What is being asked >> Take each line from the entries that holds "right" and copy it out.

Listed records section start

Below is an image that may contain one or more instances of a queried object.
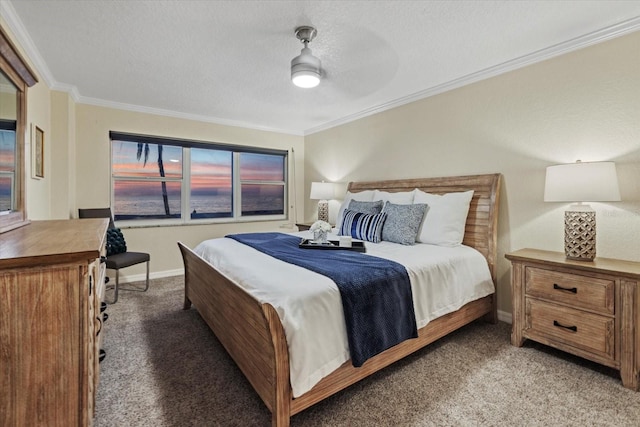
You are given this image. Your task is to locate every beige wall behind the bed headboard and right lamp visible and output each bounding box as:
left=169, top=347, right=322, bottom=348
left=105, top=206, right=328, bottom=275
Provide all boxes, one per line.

Listed records section end

Completed exercise >>
You are given this image. Your task is to locate every beige wall behind the bed headboard and right lamp visible and output each bounding box as:
left=169, top=347, right=322, bottom=348
left=105, top=206, right=328, bottom=275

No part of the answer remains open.